TASK DIRECTIONS –
Reproduce the records below word for word, leaving out any pictures.

TASK DATA –
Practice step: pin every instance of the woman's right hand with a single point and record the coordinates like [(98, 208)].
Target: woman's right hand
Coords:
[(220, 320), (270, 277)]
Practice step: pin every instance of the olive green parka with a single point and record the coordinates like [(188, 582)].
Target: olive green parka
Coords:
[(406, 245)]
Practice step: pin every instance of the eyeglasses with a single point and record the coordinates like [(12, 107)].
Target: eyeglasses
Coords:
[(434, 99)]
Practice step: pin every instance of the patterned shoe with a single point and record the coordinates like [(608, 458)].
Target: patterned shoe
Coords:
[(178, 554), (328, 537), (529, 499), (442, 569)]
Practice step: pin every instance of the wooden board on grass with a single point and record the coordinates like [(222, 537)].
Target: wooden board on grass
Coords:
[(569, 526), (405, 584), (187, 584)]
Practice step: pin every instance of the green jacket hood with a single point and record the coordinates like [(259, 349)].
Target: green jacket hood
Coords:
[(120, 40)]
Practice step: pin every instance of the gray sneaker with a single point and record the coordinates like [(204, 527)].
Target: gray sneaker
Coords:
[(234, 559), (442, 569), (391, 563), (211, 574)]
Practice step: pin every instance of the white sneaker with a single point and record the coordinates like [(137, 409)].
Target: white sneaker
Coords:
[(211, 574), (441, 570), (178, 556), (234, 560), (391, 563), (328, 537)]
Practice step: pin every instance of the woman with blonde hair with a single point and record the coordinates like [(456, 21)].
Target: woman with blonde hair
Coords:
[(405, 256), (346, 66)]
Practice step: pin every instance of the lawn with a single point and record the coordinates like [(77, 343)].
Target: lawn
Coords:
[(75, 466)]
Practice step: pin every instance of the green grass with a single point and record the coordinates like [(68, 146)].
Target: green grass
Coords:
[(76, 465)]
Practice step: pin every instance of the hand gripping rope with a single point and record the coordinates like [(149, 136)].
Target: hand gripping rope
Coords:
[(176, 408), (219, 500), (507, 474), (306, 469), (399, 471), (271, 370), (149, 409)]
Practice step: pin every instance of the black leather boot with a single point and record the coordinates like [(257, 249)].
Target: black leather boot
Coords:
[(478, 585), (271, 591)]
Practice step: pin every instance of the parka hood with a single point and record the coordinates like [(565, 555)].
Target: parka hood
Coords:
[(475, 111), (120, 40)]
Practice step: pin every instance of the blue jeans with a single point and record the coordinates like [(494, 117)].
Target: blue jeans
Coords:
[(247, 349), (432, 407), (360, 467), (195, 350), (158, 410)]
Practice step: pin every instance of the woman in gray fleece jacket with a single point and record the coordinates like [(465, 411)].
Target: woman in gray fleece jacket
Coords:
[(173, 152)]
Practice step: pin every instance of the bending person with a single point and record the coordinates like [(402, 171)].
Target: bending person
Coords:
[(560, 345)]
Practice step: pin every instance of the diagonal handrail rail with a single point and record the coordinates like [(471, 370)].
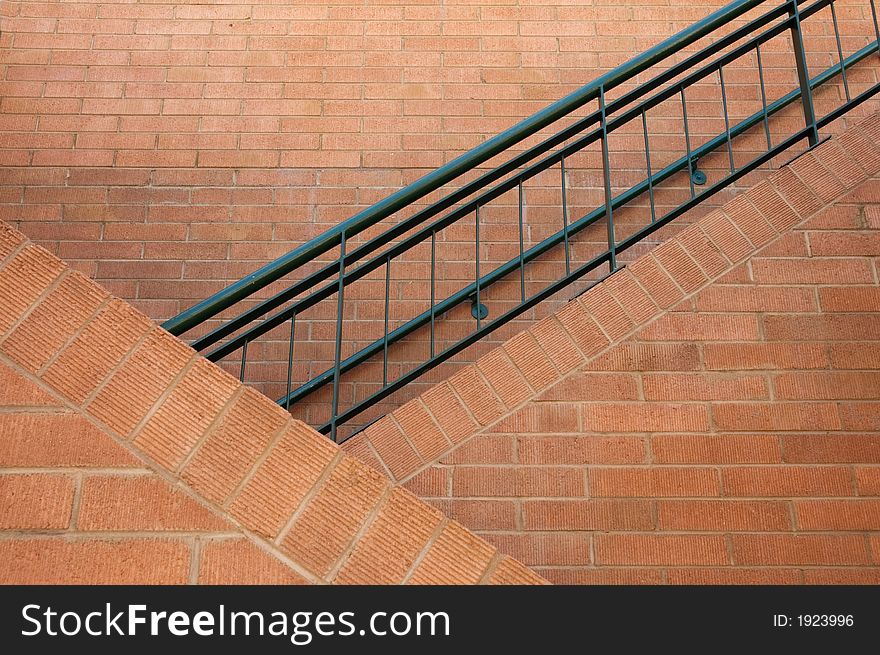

EXERCISE OUTPUT –
Practice step: pin every instance of the woman's right hand with a single point and record the coordinates like [(98, 208)].
Target: woman's right hand
Coords:
[(220, 320), (270, 277)]
Practice step: pin every instance of the olive green parka with a single point and record the coordinates like [(188, 582)].
Target: olive green parka
Coords:
[(406, 245)]
Practice step: pin every instance of the eyeglasses with a single point and record the coordinates like [(12, 107)].
Target: eyeglasses
Coords:
[(434, 99)]
Practice step: pin every instance of the patterned shoe with a single point and record the coordinates like [(608, 458)].
Target: patterned shoe
Coords:
[(178, 554), (328, 537), (529, 499), (442, 569)]
Practice step: pin every instance of the wooden board on grass with a single point and record the coordinates like [(222, 537)].
Target: wooden board on grass
Coords:
[(569, 526), (405, 584), (187, 584)]
Practice step: pin every instance of the green jacket hood with a single point and record the coordinates like [(259, 349)].
Target: green jacket hood
Coords:
[(120, 40)]
Practice step: pin every instance of the gray sneaker with a single point and record the coordinates like [(204, 527)].
Target: gray sneaker
Coords:
[(234, 559), (442, 569), (391, 563), (211, 574)]
Practice step: pin every instance of the white sneaker with a single point and record the coordinates like [(137, 409)].
Target: white sneaker
Coords:
[(211, 574), (441, 570), (178, 556), (234, 560), (391, 563), (328, 537)]
Practice step: pin every instance of the woman with blonde hair with a single point and record the coordinates like [(456, 21)].
Target: woman with blonde hair
Coords:
[(405, 256), (346, 66)]
Practice step: pin every instance of the lawn with a single point and record the coordinates like [(77, 343)].
Target: lawn
Coords:
[(75, 466)]
Practice step: pin every instance of the green grass with a single point and record the coordinates like [(68, 146)].
Target: green grass
Coords:
[(76, 465)]
Practice step: pin every instance of the hand gripping rope with a single point and record the coordinates like [(149, 136)].
Target: hand gripping rope
Coords:
[(176, 408), (219, 500), (507, 474), (306, 469), (399, 471), (271, 370), (149, 409)]
Practice step: pin every instance of the black leather boot with a single point and record the coordinates like [(257, 249)].
Target: black leather boot
Coords:
[(478, 585), (271, 591)]
Practice step: pin every instance of the parka hood with a single point and record the coordinates like [(565, 555)].
Target: parka hood
Coords:
[(475, 111), (120, 40)]
Practice step: pin every instance of the blue jeans with a single point and record the coordinates like [(494, 117)].
Target: blue jeans
Coords:
[(247, 349), (432, 407), (360, 467), (195, 350), (158, 410)]
Practice step: pin every instance of the woman in gray fleece jacket with a single point and record the coordinates like [(465, 411)].
Target: woman in gray fleece jacket
Coords:
[(173, 152)]
Practice step: pin every instance of the bending person with a single point and record the coordinates like [(402, 171)].
Target: bending person
Coords:
[(560, 345)]
Practice step: pin every instance of the diagonal handrail rail with a single point and record the coordinates like [(471, 370)].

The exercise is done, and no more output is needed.